*TASK DIRECTIONS:* Consider the records below. How many of their lines include the word "positive"? State the number and nothing else.

----- DATA SHOWN -----

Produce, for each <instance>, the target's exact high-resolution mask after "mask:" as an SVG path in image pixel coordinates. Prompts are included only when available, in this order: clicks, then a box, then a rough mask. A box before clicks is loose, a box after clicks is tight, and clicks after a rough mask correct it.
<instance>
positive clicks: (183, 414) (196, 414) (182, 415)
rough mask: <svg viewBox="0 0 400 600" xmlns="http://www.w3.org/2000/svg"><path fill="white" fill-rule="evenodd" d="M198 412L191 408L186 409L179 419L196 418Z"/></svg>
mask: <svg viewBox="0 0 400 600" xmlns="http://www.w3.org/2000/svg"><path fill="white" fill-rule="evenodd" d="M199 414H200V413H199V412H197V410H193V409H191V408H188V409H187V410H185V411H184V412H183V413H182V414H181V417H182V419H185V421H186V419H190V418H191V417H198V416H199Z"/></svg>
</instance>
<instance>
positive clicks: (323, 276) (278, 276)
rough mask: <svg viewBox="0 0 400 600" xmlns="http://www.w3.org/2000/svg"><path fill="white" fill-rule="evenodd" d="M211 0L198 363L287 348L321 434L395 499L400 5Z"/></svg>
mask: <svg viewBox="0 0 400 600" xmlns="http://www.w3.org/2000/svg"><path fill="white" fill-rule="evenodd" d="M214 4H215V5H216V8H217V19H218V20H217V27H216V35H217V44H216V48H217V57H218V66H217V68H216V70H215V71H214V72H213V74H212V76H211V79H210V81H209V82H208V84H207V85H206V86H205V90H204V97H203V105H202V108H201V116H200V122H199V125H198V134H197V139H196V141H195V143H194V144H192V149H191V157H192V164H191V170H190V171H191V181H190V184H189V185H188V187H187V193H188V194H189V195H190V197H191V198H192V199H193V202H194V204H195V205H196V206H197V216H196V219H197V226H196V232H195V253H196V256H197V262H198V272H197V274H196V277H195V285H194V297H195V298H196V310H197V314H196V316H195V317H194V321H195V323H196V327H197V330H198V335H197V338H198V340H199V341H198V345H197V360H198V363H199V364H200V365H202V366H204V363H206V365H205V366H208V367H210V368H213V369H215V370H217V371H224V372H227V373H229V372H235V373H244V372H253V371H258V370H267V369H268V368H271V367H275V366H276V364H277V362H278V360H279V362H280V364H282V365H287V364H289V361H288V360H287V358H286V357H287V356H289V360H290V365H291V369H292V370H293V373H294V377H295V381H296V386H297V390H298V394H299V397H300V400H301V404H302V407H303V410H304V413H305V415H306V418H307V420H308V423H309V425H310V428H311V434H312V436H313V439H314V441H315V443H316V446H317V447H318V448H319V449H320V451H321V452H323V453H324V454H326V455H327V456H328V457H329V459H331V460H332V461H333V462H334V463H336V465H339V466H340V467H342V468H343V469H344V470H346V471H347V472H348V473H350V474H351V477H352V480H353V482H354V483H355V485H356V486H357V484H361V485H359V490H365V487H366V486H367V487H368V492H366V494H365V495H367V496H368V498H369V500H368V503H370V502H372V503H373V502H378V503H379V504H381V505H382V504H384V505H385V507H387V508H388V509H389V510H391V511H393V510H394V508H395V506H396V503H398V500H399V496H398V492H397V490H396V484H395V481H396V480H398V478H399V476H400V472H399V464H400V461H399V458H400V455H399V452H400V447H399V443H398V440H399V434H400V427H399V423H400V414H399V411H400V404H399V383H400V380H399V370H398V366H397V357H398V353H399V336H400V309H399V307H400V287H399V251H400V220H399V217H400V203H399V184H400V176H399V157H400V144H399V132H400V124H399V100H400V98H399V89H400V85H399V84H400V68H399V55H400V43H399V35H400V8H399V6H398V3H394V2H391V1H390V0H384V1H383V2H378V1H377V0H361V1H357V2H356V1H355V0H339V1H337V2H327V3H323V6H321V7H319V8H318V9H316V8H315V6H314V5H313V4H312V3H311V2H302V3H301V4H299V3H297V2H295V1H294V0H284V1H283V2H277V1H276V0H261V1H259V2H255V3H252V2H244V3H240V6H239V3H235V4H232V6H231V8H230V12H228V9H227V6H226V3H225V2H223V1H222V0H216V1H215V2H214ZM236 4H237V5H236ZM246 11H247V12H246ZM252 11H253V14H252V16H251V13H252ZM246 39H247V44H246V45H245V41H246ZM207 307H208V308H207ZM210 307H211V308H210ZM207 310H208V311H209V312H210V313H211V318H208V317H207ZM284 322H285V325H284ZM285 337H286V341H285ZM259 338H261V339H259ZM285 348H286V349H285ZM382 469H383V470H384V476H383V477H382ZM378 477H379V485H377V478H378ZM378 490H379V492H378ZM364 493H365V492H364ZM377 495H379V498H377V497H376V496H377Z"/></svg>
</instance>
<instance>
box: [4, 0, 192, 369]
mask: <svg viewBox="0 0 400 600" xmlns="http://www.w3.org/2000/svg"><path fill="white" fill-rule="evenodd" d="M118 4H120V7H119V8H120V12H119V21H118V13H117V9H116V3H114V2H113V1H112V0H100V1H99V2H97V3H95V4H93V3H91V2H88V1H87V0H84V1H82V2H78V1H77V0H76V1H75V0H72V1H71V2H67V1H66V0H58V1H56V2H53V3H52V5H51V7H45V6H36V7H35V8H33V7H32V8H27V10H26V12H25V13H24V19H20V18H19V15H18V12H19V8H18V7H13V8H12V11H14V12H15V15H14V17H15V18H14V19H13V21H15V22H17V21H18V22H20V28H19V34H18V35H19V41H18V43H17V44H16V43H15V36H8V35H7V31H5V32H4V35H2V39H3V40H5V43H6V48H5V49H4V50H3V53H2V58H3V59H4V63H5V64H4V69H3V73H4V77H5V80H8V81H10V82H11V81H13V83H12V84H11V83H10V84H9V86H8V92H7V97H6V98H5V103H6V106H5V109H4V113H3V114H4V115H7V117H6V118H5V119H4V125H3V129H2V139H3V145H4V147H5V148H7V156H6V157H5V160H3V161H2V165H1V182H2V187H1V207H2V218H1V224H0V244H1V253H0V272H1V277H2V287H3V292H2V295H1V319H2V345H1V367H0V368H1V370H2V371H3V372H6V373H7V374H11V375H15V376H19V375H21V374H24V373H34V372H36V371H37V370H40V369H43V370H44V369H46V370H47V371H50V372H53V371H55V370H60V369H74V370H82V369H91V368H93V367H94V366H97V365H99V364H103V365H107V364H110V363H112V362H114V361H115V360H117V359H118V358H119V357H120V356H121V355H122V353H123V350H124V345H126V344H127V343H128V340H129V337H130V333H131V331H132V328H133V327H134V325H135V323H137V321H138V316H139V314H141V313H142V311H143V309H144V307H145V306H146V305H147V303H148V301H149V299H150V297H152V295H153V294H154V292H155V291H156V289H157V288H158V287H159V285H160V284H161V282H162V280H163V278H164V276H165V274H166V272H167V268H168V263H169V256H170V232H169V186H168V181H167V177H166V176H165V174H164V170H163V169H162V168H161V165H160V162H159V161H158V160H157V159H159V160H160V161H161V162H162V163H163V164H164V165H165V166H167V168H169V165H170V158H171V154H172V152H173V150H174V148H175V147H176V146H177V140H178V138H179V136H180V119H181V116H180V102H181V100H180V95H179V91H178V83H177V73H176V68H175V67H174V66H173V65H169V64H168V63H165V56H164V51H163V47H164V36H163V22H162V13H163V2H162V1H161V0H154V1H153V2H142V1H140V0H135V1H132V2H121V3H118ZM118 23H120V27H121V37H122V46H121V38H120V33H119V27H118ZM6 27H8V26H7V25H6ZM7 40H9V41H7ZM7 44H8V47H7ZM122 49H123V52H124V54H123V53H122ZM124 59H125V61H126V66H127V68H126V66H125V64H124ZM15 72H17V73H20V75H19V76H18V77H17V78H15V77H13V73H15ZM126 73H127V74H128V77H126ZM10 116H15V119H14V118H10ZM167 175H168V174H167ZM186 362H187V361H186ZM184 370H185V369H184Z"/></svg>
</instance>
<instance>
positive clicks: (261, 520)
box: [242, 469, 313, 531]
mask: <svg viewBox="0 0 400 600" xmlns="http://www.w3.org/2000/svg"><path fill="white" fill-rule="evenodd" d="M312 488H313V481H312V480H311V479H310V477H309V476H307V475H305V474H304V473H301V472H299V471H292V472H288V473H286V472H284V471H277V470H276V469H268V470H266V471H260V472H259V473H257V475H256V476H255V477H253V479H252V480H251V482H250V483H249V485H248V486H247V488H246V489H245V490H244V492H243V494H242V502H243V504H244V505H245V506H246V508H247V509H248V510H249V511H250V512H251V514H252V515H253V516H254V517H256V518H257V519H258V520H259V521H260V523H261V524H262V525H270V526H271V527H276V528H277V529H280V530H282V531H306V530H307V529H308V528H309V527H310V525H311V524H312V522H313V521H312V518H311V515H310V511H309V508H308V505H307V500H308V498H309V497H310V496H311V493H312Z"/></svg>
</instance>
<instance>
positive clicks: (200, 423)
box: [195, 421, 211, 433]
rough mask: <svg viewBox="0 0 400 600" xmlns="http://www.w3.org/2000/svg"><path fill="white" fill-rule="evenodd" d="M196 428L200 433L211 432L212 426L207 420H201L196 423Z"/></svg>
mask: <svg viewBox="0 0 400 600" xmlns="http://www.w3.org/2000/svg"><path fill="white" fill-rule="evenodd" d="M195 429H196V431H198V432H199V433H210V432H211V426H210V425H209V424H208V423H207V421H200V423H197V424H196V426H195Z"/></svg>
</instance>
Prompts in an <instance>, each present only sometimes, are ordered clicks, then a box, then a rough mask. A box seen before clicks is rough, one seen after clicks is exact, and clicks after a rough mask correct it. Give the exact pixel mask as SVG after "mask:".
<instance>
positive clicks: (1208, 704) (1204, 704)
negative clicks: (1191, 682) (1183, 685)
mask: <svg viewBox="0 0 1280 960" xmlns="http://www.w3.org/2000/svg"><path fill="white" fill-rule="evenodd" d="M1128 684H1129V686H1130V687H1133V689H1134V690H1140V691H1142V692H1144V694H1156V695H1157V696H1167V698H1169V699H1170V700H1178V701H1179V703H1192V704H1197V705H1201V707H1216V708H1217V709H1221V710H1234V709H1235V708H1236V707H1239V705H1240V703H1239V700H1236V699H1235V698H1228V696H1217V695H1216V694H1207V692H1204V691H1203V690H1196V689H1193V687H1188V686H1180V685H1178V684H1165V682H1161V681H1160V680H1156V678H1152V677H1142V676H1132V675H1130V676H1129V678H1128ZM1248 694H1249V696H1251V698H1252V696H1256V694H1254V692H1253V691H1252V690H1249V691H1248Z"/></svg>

-----

*RESPONSE:* 5